Segment Open

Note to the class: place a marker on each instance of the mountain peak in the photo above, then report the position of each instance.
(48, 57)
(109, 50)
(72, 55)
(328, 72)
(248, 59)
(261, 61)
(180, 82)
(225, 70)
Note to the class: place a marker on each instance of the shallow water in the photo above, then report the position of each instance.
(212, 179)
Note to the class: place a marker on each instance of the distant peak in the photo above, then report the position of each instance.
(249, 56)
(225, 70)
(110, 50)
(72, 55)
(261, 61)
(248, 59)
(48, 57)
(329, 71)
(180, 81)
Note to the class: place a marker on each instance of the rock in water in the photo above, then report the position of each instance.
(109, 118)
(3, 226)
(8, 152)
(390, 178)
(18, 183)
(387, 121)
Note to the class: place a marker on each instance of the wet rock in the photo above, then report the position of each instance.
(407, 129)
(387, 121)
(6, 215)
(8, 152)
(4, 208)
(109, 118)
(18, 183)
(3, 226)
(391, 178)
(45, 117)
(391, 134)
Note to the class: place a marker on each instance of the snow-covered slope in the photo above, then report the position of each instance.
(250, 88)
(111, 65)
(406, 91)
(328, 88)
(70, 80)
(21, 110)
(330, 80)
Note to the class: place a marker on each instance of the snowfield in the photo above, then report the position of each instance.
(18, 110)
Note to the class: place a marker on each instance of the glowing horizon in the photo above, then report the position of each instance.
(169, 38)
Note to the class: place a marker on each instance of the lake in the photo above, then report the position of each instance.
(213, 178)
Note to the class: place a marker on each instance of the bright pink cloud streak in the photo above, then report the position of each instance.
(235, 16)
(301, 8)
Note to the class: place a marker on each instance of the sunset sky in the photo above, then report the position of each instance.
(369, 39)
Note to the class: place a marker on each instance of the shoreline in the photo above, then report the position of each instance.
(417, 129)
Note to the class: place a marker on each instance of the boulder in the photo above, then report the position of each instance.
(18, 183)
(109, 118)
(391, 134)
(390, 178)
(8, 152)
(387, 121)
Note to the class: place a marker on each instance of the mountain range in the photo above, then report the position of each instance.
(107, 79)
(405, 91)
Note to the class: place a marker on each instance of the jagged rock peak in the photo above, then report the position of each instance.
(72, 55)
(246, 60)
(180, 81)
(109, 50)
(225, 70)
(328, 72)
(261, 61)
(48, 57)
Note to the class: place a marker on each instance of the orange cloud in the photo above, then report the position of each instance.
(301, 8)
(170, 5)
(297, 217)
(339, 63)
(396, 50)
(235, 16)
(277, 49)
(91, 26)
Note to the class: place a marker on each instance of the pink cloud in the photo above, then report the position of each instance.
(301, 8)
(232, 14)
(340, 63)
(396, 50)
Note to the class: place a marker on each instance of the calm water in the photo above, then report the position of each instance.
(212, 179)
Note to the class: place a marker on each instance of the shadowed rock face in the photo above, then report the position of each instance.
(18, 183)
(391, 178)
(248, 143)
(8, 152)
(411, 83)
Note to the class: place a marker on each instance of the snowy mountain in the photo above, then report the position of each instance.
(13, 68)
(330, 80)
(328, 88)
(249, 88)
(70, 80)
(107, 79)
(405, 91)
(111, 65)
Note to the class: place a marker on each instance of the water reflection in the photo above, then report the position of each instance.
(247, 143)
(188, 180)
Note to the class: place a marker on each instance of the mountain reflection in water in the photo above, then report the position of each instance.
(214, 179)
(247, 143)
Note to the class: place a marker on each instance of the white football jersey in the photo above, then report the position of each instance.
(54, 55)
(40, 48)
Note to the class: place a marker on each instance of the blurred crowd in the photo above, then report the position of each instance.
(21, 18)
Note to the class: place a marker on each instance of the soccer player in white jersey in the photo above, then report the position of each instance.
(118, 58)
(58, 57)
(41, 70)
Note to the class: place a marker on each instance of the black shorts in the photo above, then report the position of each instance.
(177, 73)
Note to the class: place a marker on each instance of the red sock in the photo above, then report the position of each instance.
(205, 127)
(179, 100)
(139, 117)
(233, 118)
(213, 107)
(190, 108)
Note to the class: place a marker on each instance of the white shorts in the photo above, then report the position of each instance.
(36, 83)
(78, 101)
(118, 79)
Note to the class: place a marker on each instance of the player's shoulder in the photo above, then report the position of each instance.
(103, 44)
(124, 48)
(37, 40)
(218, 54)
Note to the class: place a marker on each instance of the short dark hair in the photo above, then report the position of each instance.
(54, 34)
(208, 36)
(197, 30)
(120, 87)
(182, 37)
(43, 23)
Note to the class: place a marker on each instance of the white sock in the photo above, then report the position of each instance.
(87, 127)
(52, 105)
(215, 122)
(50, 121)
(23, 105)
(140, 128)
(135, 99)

Segment Closed

→ **About this task**
Make an exact copy of the whole listing, so that no line is lost.

→ **Answer to this problem**
Note to the class: place a marker on each instance of the mountain peak in the photo above, then report the position of each instance.
(48, 57)
(109, 50)
(72, 55)
(328, 72)
(248, 59)
(261, 61)
(180, 82)
(225, 70)
Note to the class: place a marker on each instance of the shallow water in the photo above, then report the position of each instance.
(212, 179)
Note to the class: place a marker on each instance of the distant peak in the photo above, then report the position of each instance.
(249, 56)
(225, 70)
(110, 50)
(72, 55)
(261, 61)
(248, 59)
(48, 57)
(329, 71)
(180, 81)
Note to the class: place a marker on each instance of the rock in water in the photo above, then report the position of each instance.
(109, 118)
(3, 226)
(8, 152)
(390, 178)
(18, 183)
(387, 121)
Note to the class: place a marker on each instance of the wet rock in the photo above, then report the position of each instance.
(407, 129)
(387, 121)
(6, 215)
(8, 152)
(4, 208)
(109, 118)
(18, 183)
(3, 226)
(391, 178)
(45, 117)
(391, 134)
Note to the class: place a marker on each instance of the snow-covered slope in the photo above, then report the position of each instance.
(250, 88)
(111, 65)
(406, 91)
(328, 88)
(70, 80)
(21, 110)
(330, 80)
Note to the class: place a marker on each instance of the snowfield in the photo above, then report the position of each instance.
(18, 110)
Note to the class: place a marker on each instance of the glowing horizon in the photo above, then report the position of each instance.
(169, 38)
Note to the class: place a marker on each instance of the lake in the photo above, then report the position of each instance.
(213, 178)
Note to the class: place a marker on each instance of the bright pink cloud streak in the photo above, then report the position of each instance.
(235, 16)
(301, 8)
Note to the class: place a marker on each instance of the sunset sky in the photo above, then report the position of each instance.
(369, 39)
Note to the class: place a marker on each instance of the shoreline in the photo above, then report the position of each instance.
(417, 129)
Note to the class: place a marker on each instance of the boulder in the photo above, then report the position of each instance.
(18, 183)
(109, 118)
(391, 134)
(390, 178)
(8, 152)
(387, 121)
Note to the class: place a marker on each instance of the mountain range in the photo above, then report the position of each instance.
(107, 79)
(405, 91)
Note to the class: place a marker on each instance of the jagged rock peak in the photo above, then report the position of each instance.
(72, 55)
(246, 60)
(180, 81)
(109, 50)
(225, 70)
(328, 72)
(261, 61)
(48, 57)
Note to the class: place a marker on each instance of the orange cloud in the photo above, then report the position of each instance.
(301, 8)
(170, 5)
(297, 217)
(339, 63)
(396, 50)
(235, 16)
(277, 49)
(91, 26)
Note to the class: place a marker on each instance of the pink cloud in the photo above, then report the position of each instance.
(301, 8)
(232, 14)
(340, 63)
(396, 50)
Note to the class: place a marker on each instance of the calm water in the photo above, then report the position of each instance.
(212, 179)
Note to the class: place a marker on each instance of the shadowed rock face in the photo above, then report the position of each instance.
(18, 183)
(391, 178)
(248, 143)
(8, 152)
(411, 83)
Note to the class: place a marker on each instance of the snowy mountain in the photo above, then report the position of each instance.
(13, 68)
(330, 80)
(328, 88)
(249, 88)
(70, 80)
(107, 79)
(405, 91)
(111, 65)
Note to the class: place a marker on each instance of the water reflection in the photo above, then report the position of each instance.
(247, 143)
(188, 180)
Note to the class: place a marker on each instance of the mountain reflection in water in the photo above, then report the position of each instance.
(214, 179)
(247, 143)
Note to the class: place a marker on each instance of the white football jersey in the photo above, then report the position of each instance.
(54, 55)
(40, 48)
Note to the class: place a marker on each instance of the blurred crowd in the photo above, then report the position of each instance.
(21, 18)
Note to the class: place a marker on each instance of the soccer player in white jersey in the photo above, then report the position of each instance.
(118, 58)
(58, 57)
(41, 70)
Note to the class: place a marker on each instance of the black shorts in the photo above, then report the position of each instance.
(177, 73)
Note to the class: place a marker on each instance of the red sock in the photo above, then report the position of each instance.
(205, 127)
(179, 100)
(139, 117)
(233, 118)
(213, 107)
(190, 108)
Note to the class: place a marker on each instance of the white shorts in the photo above, then report the position of each instance.
(36, 83)
(78, 101)
(118, 79)
Note to the class: place a marker on each instance of the player's shoulder in the photo above, then report the position of each instance.
(103, 44)
(124, 48)
(37, 40)
(218, 54)
Note to the class: place a marker on each instance of the short dark hair in the photo above, then report the position of each instance.
(54, 34)
(208, 36)
(197, 30)
(120, 87)
(182, 37)
(43, 23)
Note to the class: place a marker on each instance of the white sock in the photo above, then report the position of each instance.
(87, 127)
(52, 105)
(215, 122)
(50, 121)
(23, 105)
(140, 128)
(135, 99)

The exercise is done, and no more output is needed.